篠﨑 設定した目標や課題は多岐にわたります。新規事業であり、初めてアジャイル開発を取り入れた「Health Scan」のプロジェクトは、シチズングループ横断でデジタルヘルスケアの新しいサービスを生み出すことを目指して発足しました。
私は経営企画部として、事業会社の事業活動、目標と同時に、今回の事業会社単独では進めることが難しい新規領域の目標を、中長期的に遠近両方の視点でみる立場にあります。
「Health Scan」のプロジェクトもアプリの完成がゴールではなく、あくまでスタート地点。また、人材育成も目標の一つとして組み込まれていました。達成すべきいくつかの目標の中で、自分たちの力でアジャイル開発を自走できるようになることも必達目標の一つであり、またシチズングループの中にデザイン思考、価値検証、アジャイル開発を導入、浸透することも狙いでした。
開発メンバーが長く自走できるようにならないと、現在のユーザーニーズには柔軟に応えられません。アプリを作ってからの運用も必要です。だから、実案件を通じて人を育てることは必須項目でした。
山田 KAGが伴走型でのご支援を開始したのは2023年の4月からになります。当初から篠﨑さんは、「プロダクト開発を成功させると同時に、人材育成を通じて組織風土を変革する」と、ミッションを掲げていました。
このミッションを達成するには、一チーム目がまず成功体験を得ることが重要です。次にそのチームを二つに分割しながら体制を拡大していくことが組織拡大の成功セオリーでもあります。
つまり、最初のチームは将来分裂していくためのパイロットチームでもあるという位置づけなんです。一チーム目のメンバーが次の第二・第三チームのリーダーを担える青写真を描いて、そこから逆算して必要なスキルを列挙。習得してもらえるように、育成のスキルマップやロードマップの作成をまずは行いました。
その計画に沿って、プロダクト開発と並行しながら勉強会の開催やスキルアップのご支援を実行していったのです。
チームを増やしていく上では、できる人だけで運用・開発していても事業がスケールしません。人材育成は開発の一部だと私たちは捉えています。
篠﨑 アプリ開発の完了だけを目的としていたら、おそらく私とKAGさんのメンバーだけで進めたほうがローンチまで早かったはずですし、コストも抑えられたでしょう。それでも、時間もお金もかけて人材育成を目標の一つに入れたのは、それだけ重要視していたからです。
DXの支援をする側・受ける側が感じたリアル
──しかしノウハウを有するKAGの伴走支援とはいえ、異なる文化を持つ企業のメンバー同士が一緒にプロジェクトを進めていくのは、容易ではなかったのでは?

# # # # #

練習問題:
(1) 本文について、次の問いに答えてください。
(a) 「Health Scan」のプロジェクトは何を目指して発足しましたか?
(b) KAGが伴走型での支援を開始したのはいつですか?
(c) 最初のチームはどのような位置づけだとされていますか?
(2) 本文の「つまり、最初のチームは」で始まる段落を、主な内容を残して箇条書きに書き直してもらえますか?

# # # # #

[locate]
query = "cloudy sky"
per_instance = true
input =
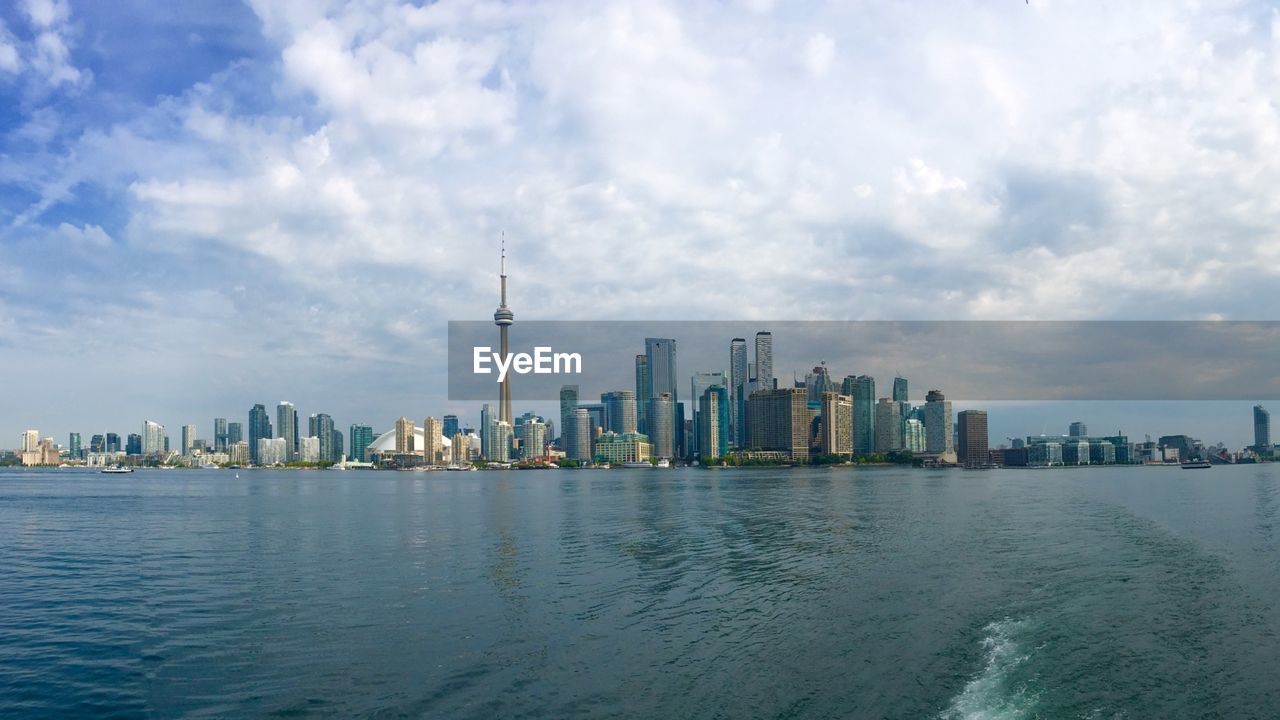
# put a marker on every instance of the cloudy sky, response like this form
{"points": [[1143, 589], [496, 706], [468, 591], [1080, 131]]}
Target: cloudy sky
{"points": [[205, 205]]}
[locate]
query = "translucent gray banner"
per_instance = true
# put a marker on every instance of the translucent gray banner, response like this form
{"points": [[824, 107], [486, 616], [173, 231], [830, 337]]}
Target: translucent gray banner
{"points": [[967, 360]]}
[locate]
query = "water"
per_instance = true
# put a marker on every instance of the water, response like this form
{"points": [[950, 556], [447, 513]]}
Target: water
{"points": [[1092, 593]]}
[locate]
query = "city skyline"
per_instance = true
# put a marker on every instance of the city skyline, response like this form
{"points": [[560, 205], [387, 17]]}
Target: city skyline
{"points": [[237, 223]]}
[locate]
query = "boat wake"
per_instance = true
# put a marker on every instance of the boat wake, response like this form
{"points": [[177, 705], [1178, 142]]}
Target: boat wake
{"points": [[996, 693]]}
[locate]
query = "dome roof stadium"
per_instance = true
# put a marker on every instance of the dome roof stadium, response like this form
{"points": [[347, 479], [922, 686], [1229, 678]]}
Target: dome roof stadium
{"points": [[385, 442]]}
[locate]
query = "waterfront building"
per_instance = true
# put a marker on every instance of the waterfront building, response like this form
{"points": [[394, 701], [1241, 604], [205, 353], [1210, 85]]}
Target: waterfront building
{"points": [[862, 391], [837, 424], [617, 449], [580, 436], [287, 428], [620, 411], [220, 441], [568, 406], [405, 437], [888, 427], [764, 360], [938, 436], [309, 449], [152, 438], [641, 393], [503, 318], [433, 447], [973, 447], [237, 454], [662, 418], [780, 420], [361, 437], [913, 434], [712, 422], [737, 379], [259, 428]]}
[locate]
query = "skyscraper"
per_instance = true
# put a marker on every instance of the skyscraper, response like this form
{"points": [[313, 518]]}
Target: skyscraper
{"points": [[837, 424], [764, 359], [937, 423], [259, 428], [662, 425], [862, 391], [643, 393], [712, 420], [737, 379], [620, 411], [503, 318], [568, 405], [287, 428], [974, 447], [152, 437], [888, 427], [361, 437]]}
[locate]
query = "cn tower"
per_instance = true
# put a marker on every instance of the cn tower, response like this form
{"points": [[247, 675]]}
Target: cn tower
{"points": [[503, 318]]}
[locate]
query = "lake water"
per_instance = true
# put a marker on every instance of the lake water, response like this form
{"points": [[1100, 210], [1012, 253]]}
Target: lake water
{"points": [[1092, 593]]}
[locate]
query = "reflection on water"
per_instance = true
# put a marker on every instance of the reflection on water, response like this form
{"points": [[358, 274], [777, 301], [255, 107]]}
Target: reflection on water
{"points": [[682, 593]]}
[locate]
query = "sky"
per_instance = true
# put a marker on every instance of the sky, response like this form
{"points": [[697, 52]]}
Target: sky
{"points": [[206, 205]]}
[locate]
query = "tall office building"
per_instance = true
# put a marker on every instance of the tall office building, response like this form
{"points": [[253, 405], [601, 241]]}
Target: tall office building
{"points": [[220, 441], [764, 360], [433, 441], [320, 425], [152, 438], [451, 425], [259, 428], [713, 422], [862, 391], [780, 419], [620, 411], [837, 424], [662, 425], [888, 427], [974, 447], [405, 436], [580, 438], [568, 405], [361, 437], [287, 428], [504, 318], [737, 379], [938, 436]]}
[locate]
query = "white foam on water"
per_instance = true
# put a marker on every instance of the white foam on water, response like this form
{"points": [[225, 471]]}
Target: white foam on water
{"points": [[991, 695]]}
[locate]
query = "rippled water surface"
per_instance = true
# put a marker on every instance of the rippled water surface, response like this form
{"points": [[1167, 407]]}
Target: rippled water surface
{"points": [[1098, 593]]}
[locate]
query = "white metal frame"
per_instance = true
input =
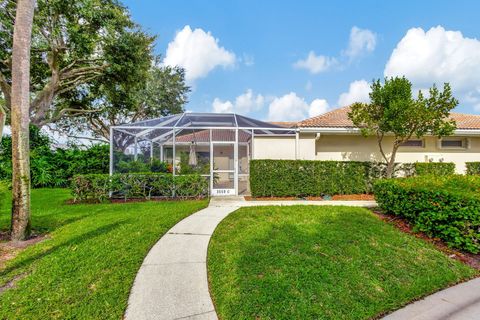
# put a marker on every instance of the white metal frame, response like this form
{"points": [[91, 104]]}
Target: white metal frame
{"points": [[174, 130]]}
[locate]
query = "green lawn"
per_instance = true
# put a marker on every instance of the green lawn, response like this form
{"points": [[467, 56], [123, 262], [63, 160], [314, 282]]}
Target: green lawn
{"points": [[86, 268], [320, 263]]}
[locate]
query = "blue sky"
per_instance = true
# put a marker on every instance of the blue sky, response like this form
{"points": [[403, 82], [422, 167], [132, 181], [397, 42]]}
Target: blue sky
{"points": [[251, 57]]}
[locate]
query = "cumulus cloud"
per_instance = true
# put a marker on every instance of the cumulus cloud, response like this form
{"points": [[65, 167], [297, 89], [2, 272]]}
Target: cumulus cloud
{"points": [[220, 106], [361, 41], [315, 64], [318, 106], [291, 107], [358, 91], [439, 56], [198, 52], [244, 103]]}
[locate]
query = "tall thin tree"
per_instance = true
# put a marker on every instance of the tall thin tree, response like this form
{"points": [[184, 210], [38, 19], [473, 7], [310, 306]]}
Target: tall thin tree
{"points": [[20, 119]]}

# # # # #

解答:
(1)
(a) シチズングループ横断でデジタルヘルスケアの新しいサービスを生み出すこと
(b) 2023年の4月
(c) 将来分裂していくためのパイロットチーム

(2)
- 最初のチームは、将来分裂していくためのパイロットチームという位置づけ
- 一チーム目のメンバーが第二・第三チームのリーダーを担える青写真を描いた
- そこから逆算して必要なスキルを列挙した
- 習得してもらえるよう、まず育成のスキルマップやロードマップを作成した